▶ _Directive A_: Gather every line from the rows that contains the word "children".
# START OF Selection
Closed ielis closed 3 years ago
Damn breakends! Damn fully-open coordinate systems! Damn them all!
I see some options. Currently the breakend is implicitly fully-open :
Keep the single Position
input and 'expand' it to a single empty base for FULLY_OPEN
case:
private DefaultBreakend(Contig contig, String id, Strand strand, CoordinateSystem coordinateSystem, Position position) {
super(contig, strand, coordinateSystem, position, coordinateSystem == CoordinateSystem.FULLY_OPEN ? position.shift(1) : position);
this.id = Objects.requireNonNull(id);
}
This is a bit odd as in some systems the length is 1 (fully open/closed), whereas in a half-open system the length is 0.
Add an end
to the constructor signature and then check that the length is zero/one
private DefaultBreakend(Contig contig, String id, Strand strand, CoordinateSystem coordinateSystem, Position position) {
super(contig, strand, coordinateSystem, position, coordinateSystem == CoordinateSystem.FULLY_OPEN ? position.shift(1) : position);
if (super.length() >= 0) {
throw new IllegalStateException("Breakend must have length zero!");
}
this.id = Objects.requireNonNull(id);
}
We had decided at one point to define a breakend as being exclusively a single base, but this was due to the limitation of not being able to handle zero-length intervals at the time and also that we were focussing on VCF representation. Although its a bit odd, I think keeping the constructor as requiring a single position as it is meant to represent a broken end. This position can be expanded into a region where fully-open/closed systems represent a whole base and the half-open/closed systems a slice 5' or 3' of the base, or that they are always a single base i.e. the position is the position (ordinal) on the contig.
# END OF Selection
# START OF Task inputs
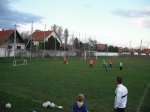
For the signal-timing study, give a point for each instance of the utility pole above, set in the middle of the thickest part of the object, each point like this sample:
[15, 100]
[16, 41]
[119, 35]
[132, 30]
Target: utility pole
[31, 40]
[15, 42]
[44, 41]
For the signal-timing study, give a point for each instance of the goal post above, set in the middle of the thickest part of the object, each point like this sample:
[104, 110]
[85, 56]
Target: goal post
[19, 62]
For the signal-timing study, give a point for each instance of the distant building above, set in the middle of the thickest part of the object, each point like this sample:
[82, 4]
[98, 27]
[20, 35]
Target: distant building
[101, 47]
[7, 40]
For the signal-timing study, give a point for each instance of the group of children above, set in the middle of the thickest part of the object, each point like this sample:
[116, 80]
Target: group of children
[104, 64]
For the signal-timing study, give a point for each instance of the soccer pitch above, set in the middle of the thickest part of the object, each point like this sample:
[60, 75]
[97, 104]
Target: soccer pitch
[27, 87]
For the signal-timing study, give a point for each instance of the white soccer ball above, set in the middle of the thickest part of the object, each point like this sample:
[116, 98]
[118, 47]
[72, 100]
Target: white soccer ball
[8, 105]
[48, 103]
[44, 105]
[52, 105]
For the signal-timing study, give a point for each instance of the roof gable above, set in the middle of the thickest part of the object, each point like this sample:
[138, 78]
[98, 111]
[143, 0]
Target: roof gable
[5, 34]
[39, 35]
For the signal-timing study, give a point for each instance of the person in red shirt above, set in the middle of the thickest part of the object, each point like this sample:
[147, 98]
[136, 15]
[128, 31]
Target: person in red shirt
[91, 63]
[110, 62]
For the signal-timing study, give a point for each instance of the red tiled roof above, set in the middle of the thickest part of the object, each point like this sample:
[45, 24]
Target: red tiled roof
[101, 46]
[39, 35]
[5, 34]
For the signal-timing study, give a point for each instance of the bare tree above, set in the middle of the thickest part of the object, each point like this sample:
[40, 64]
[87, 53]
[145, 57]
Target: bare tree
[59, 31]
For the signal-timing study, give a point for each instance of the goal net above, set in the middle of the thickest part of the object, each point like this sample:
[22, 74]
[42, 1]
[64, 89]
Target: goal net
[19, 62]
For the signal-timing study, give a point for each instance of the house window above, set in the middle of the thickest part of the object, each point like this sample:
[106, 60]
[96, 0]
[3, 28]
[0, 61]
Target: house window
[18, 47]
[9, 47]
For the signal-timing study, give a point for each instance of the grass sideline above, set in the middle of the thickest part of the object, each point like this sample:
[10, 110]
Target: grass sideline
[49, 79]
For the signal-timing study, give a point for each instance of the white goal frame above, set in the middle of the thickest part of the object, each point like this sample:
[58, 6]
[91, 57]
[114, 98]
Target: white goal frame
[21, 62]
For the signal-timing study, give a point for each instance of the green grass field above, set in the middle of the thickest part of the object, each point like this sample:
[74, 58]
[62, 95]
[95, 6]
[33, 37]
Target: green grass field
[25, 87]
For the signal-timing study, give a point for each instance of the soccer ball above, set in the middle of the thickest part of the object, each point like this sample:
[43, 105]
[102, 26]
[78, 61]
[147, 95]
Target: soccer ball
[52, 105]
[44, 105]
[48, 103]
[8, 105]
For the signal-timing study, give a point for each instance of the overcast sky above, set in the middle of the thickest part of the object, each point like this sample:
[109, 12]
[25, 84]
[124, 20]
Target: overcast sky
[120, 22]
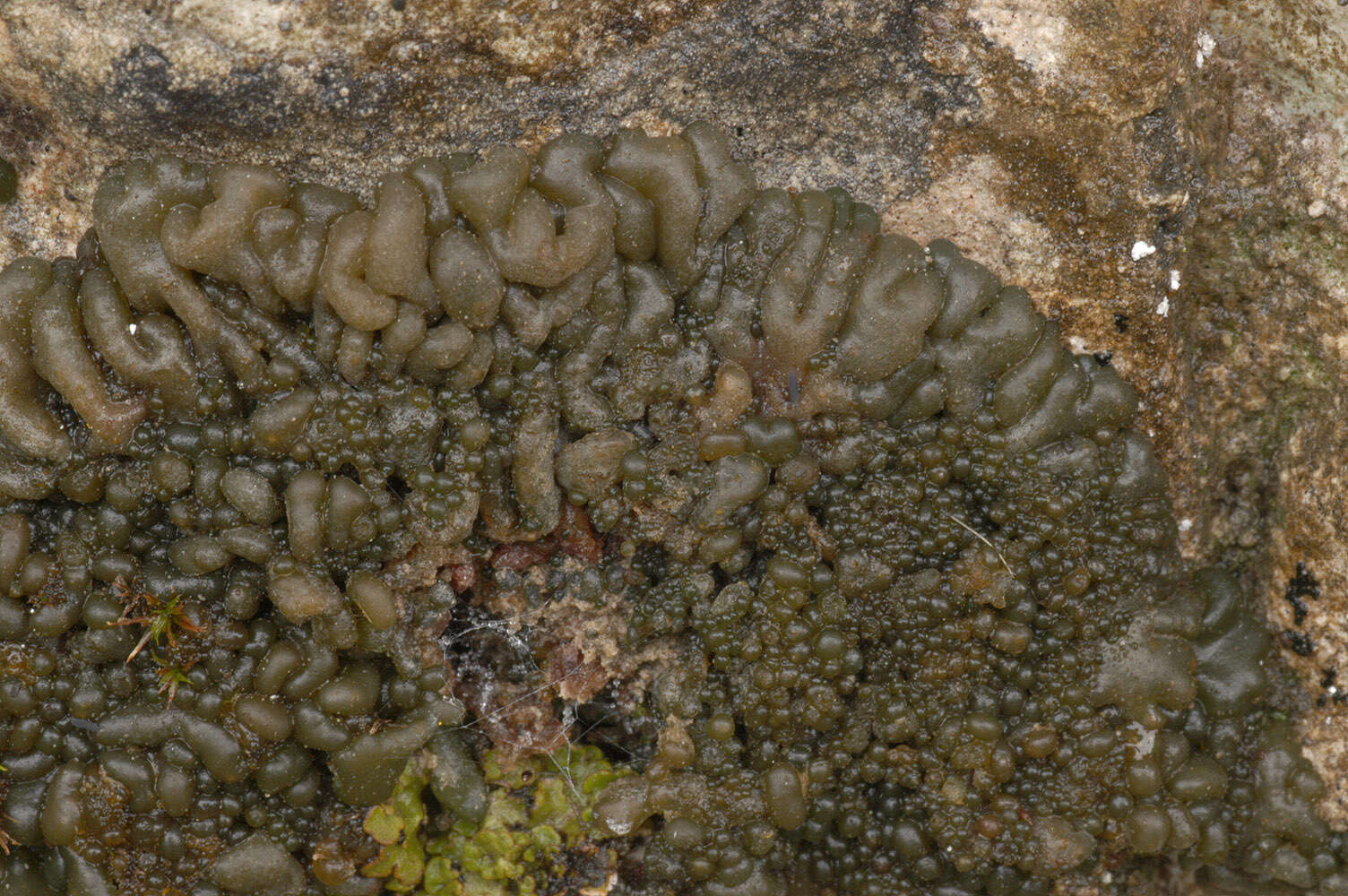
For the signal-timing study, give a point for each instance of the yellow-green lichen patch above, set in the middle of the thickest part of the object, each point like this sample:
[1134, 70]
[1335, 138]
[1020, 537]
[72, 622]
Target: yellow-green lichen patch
# END OF Task inputs
▶ _Directive B_: Write the next part of the forum thread on breakend coordinate systems, starting after its last sentence.

▶ _Exercise answer A_:
For the signal-timing study, give a point for each instance of the group of children above, set in the middle of the thickest part of the object, each point like this sample:
Target: group of children

▶ _Exercise answer B_:
But then these rules are somewhat arbitrary, perhaps they should only ever be a single base long as this is representable in all systems and will translate clearly between coordinate systems - changing the length depending on the type of CoordinateSystem has a pretty high wtf score.
I propose we keep the single position, and represent the breakend as either length 1 or 0 for all coordinate systems. Length 1 fits with the VCF view, but it might be easier to use length 0, in which case we need to double-check our current breakend tests. Coordinate systems which do not naturally represent a full/empty base will adjust the input to correct this. Will need to consider how Breakend.unresolved() represents things. Currently:
private UnresolvedBreakend() {
super(Contig.unknown(), Strand.POSITIVE, CoordinateSystem.FULLY_CLOSED, Position.of(1), Position.of(0));
}
So maybe this answers my ramblings - they should be length zero.
public class BreakendTest {
@ParameterizedTest
@CsvSource({
"FULLY_CLOSED, 1, 1, 0",
"FULLY_CLOSED, 5, 5, 4",
"LEFT_OPEN, 0, 0, 0",
"LEFT_OPEN, 5, 5, 5",
"RIGHT_OPEN, 1, 1, 1",
"RIGHT_OPEN, 6, 6, 6",
"FULLY_OPEN, 1, 1, 2",
"FULLY_OPEN, 5, 5, 6",
})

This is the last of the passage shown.